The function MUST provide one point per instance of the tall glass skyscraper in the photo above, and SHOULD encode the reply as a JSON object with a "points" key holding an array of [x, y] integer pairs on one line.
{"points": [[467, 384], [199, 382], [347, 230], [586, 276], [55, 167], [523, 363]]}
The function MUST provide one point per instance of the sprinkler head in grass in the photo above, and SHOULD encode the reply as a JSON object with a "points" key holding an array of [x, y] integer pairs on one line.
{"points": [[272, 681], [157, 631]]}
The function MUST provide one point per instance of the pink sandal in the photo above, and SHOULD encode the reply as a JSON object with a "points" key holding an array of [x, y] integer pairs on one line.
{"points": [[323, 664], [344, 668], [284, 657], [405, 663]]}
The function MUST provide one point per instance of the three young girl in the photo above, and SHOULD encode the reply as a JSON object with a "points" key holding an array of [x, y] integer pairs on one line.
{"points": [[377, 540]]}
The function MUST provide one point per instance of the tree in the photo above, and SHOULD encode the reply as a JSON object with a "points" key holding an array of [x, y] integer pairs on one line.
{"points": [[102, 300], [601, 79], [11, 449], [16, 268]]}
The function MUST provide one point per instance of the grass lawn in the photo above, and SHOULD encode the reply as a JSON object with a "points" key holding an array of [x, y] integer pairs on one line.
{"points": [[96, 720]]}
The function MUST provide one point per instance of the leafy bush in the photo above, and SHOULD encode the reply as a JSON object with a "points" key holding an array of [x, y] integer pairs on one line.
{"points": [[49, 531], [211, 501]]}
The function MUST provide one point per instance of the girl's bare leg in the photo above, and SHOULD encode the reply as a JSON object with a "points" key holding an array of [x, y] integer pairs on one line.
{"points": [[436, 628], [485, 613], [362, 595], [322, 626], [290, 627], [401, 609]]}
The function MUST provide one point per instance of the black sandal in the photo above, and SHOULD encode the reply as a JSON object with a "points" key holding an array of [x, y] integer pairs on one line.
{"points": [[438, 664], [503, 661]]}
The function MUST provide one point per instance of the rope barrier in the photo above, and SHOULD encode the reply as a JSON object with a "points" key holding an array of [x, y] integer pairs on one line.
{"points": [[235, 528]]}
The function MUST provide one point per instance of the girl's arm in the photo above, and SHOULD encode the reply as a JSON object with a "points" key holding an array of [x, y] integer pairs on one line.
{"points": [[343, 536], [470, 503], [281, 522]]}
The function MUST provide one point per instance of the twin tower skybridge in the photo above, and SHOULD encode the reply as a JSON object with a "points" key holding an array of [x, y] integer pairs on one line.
====
AIM OF THE TASK | Recast every line of the entries above as a numbered list, skipping any blank lines.

REPLY |
1. The function MUST provide one point per instance of the tall glass skyscraper in the photo above, and SHOULD encode the reply as a JSON object with a "points" key holding an array of [x, y] integer pairs on one line.
2. {"points": [[467, 384], [199, 382], [347, 230], [586, 276], [55, 167], [523, 363]]}
3. The function MUST provide one point per instance of the sprinkler head in grass in the photo above, and SHOULD encode the reply as a JSON object with a "points" key holding an array of [x, y] integer pairs on one line.
4. {"points": [[272, 681], [157, 631]]}
5. The function MUST provide one point per instance of the pink sandal in the photo above, and SHOULD encode the reply as a JSON object with a "points" key holding an array of [x, y] integer pairs on one line.
6. {"points": [[323, 664], [344, 668], [284, 657], [405, 663]]}
7. The function MUST provide one point per instance of the three young girl in the photo above, and SHOULD encode the reply as a JSON object with a "points" key holding an array of [x, y] integer pairs on one line.
8. {"points": [[377, 540]]}
9. The function MUST provide one point per instance of the tree in the photo above, and SHOULD encode the reply as a JSON object with a "points" key holding an array of [x, y] integer pairs on one line.
10. {"points": [[102, 300], [601, 79], [11, 449], [16, 268]]}
11. The function MUST provide one point per instance of the grass lawn in the photo above, and SHOULD encode the reply as a JSON object with a "points" key holding an array of [x, y] integer pairs on one line.
12. {"points": [[96, 720]]}
13. The function MUST provide one point per instance of the leafy bush in the photo above, and SHOULD encode the reply as a JSON object with a "points" key holding an array of [x, y] integer pairs on one line.
14. {"points": [[49, 531], [211, 501]]}
15. The function MUST provide one point per instance of the girl's bare leg in the photo above, and SHOULD encode the reply as a JSON object with a "points" key holding an array of [x, y] integer pairs on one line.
16. {"points": [[436, 628], [485, 613], [362, 595], [322, 626], [290, 627], [401, 609]]}
17. The function MUST provide one point per instance of the black sandal in the photo above, and SHOULD encode the reply as a JSON object with a "points" key holding an array of [x, y] integer pairs on one line.
18. {"points": [[438, 664], [503, 661]]}
19. The function MUST provide one point per instance of the rope barrier in the photo above, and SHOULD encode the reply as a JSON object with a "points" key holding an array of [x, y] integer pairs on one line.
20. {"points": [[235, 528]]}
21. The function MUST provide one point per instance of the girl's arm in the photo above, and SHOULD encode the reply as a JSON object with a "points" key holding an array of [x, y] integer pairs on one line.
22. {"points": [[343, 536], [470, 503], [281, 522]]}
23. The function MUST provide one point per instance of the twin tower skybridge in the photo above, and SHOULD encode the reply as a JSON object with a "points" key holding an array of [x, y] integer pairs on one line.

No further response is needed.